Exercise aim - If a line in the data contains "window", copy it out.

Referring expression grounding data
*** Begin section ***
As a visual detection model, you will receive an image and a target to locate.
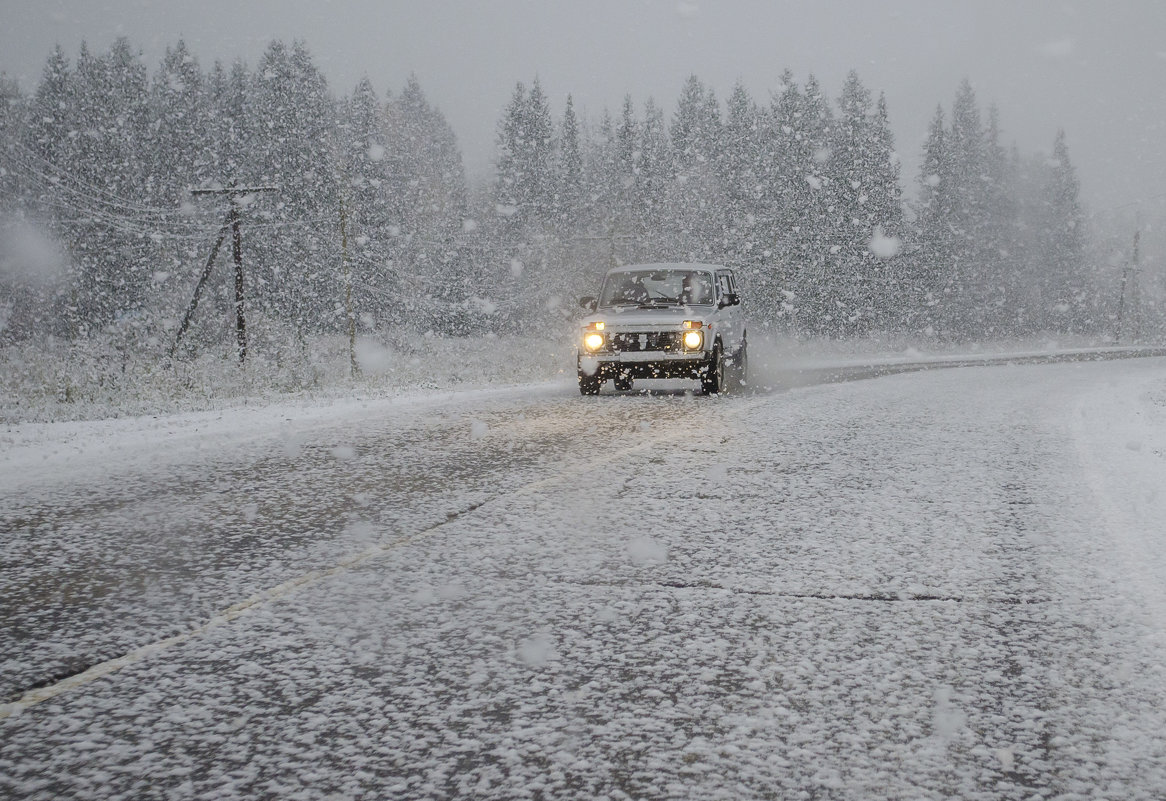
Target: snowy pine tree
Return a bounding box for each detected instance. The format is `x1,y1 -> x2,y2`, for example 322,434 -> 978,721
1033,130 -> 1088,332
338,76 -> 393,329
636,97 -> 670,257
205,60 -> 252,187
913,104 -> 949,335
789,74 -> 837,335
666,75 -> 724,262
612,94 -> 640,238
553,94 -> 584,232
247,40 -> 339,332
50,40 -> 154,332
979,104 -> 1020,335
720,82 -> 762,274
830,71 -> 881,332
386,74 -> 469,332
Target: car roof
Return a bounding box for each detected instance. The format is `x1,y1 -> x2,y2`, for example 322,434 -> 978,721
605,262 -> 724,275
*** End section ***
*** Begin section ***
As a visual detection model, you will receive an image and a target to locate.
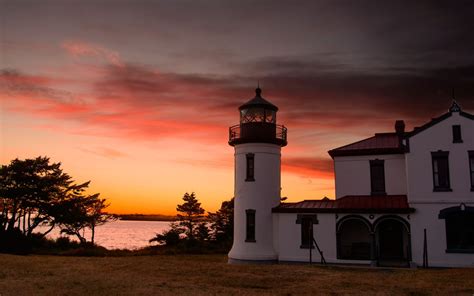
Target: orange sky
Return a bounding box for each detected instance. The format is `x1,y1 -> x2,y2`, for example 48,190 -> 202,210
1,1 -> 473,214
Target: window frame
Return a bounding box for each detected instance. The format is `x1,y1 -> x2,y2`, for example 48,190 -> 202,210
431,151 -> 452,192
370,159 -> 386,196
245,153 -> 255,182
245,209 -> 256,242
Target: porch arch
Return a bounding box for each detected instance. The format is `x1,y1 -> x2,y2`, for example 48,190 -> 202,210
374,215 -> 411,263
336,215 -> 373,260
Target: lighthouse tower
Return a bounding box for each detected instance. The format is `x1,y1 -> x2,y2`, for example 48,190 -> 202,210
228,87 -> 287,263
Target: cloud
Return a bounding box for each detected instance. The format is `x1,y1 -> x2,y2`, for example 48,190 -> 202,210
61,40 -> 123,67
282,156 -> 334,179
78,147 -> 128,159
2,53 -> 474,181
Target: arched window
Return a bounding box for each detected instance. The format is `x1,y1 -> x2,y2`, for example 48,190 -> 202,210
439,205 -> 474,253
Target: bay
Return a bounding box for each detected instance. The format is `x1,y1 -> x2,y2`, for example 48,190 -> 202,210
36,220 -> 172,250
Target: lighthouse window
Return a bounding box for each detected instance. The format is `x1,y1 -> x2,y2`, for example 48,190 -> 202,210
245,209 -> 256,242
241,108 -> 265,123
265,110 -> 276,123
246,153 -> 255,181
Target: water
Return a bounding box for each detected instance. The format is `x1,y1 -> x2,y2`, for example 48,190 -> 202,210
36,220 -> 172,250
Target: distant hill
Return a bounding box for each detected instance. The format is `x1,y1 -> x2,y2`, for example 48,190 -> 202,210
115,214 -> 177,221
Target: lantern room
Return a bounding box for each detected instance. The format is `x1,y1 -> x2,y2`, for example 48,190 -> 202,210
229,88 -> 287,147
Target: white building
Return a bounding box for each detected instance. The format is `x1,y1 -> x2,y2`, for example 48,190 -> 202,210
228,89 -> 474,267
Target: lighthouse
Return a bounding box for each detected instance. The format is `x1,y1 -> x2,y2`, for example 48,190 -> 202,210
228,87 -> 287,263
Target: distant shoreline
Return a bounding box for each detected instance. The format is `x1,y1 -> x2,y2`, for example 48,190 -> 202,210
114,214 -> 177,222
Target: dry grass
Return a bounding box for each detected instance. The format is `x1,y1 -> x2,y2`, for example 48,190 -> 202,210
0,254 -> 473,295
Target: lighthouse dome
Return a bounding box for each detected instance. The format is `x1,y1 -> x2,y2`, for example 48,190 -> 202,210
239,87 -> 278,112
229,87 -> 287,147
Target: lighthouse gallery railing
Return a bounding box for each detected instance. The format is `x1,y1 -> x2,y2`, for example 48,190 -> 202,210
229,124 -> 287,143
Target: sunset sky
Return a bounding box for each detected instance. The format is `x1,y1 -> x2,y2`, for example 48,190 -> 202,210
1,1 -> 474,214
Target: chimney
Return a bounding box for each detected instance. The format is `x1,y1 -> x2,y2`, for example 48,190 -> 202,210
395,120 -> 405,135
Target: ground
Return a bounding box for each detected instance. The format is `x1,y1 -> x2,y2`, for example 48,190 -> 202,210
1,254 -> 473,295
*** End section ***
Exercise output -
Target: window frame
Target: arched window
Target: lighthouse window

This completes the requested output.